> [SELECTED PASSAGE]
# Looking for Advice Again.



## Baseballmom6 (Aug 15, 2012)

As I have stated in earlier posts my Ex-MIL lives next door to me. We are on good terms and I get along fine with all my Exes family. I have really been trying to focus on my mental health and recover from my divorce. Around the beginning of November 2014, I stopped going to visit my Ex-MIL. 

The reason is because when I do visit she always talks about my Ex and the OW. Nothing major just normal day to day stuff. For example she would say OW's grandson had a birthday party the other day. I have consistently told her that I don't care what Ex and/or OW are doing and would rather not hear anything about them. I know she is not intentionally trying to hurt me but it does. I guess she considers OW as just a part of the family so she talks about the ex and her like she would about any other family member. I think its because she doesn't have much else going on in her life and also she just forgets (she is 86). However, I always leave her house feeling depressed because of it. 

I also "unfollowed" all of my Ex-H's family on FB. I didn't unfriend them just hit "unfollow", so I don't see and therefore don't comment on any of the posts they make and I guess they have noticed. I have received a couple of FB friend requests from two of his family members recently which I have ignored. 

Anyway, my Ex-SIL has been texting me inviting me over to visit when she was next door at her Moms the last 2 months (which she always did). I have been making excuses of being too busy, etc. 

I got a text last week asking if I wanted to come over and see the baby (her grandbaby). I made an excuse and didn't go. I did call my Ex-MIL later in the week to see if she needed any pipes covered before the hard freeze expected that night. I am trying to detach from the family but want to be here for Ex-MIL if she really needs me. (Her kids live 2 hours away).

Anyway, I saw my Ex-SIL next door this evening when I got home from work and again received another text invite. I didn't respond because, although I knew she was next door, I didn't see her text until she was already gone.

So what I am asking is What should I tell them? I don't want to cause any hard feelings between us but staying in contact with them is really hindering the healing process for me. Should I just tell them that and hope they understand? I also don't want my ExH to get the message that I'm over here pining for him which I definitely am not doing. I am just working on my emotional issues right now. 

Is there a nicer way to say "I don't feel like I am healing by staying in touch with the family." I don't want to send mixed messages to them either. I want to help my Ex-MIL if she needs me for something but I don't want to feel guilty (which I do) for not going to visit her often like I previously did.

> [DATA PROVIDED]
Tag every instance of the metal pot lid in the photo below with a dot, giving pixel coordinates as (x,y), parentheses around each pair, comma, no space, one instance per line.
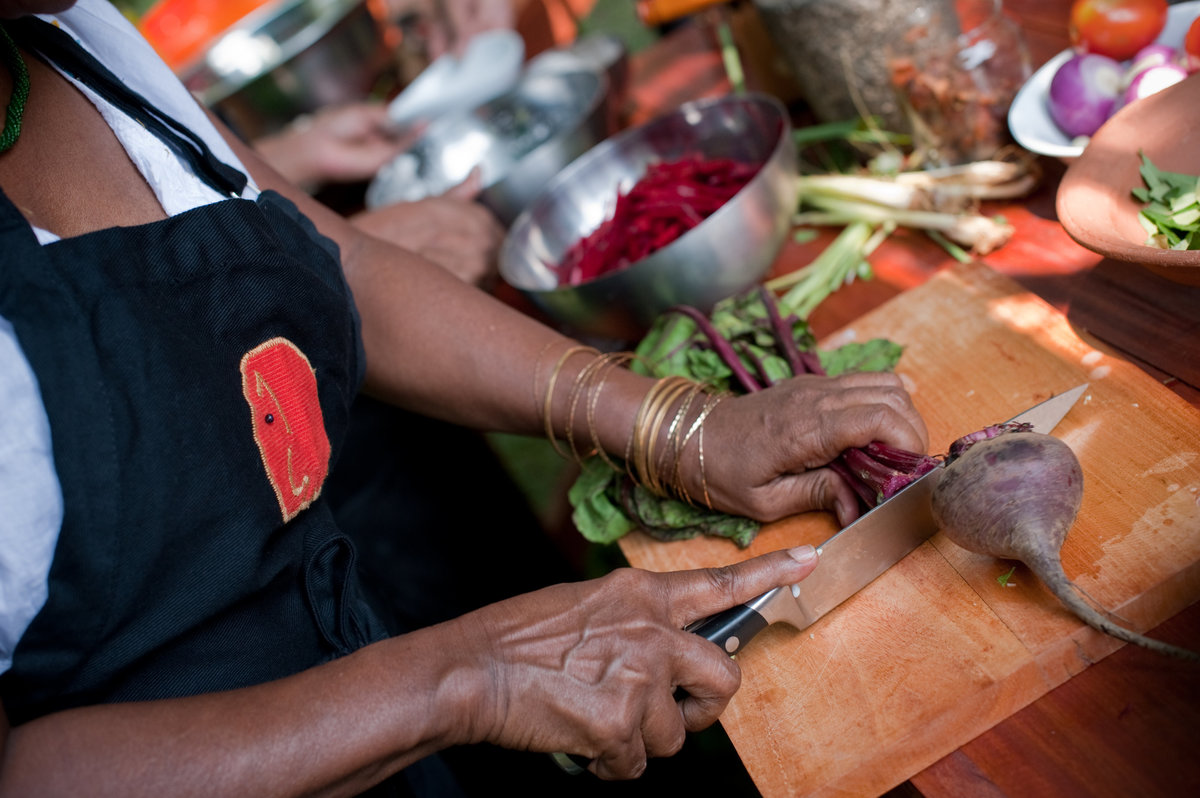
(262,41)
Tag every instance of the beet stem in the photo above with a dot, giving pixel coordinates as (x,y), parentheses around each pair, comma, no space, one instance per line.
(721,346)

> [TASK SET]
1. Answer these questions using the forum post:
(a) How old is the ex-mother-in-law?
(b) On FB, what did the writer do with the ex-husband's family instead of unfriending them?
(c) Why did the writer call the ex-mother-in-law later in the week?
2. From the forum post, return the passage starting with "I got a text" and going on through "2 hours away).", copied word for word.

> [SOLUTIONS TO EACH TASK]
1.
(a) She is 86.
(b) The writer hit "unfollow" on all of them.
(c) To see if she needed any pipes covered before the hard freeze expected that night.

2.
I got a text last week asking if I wanted to come over and see the baby (her grandbaby). I made an excuse and didn't go. I did call my Ex-MIL later in the week to see if she needed any pipes covered before the hard freeze expected that night. I am trying to detach from the family but want to be here for Ex-MIL if she really needs me. (Her kids live 2 hours away).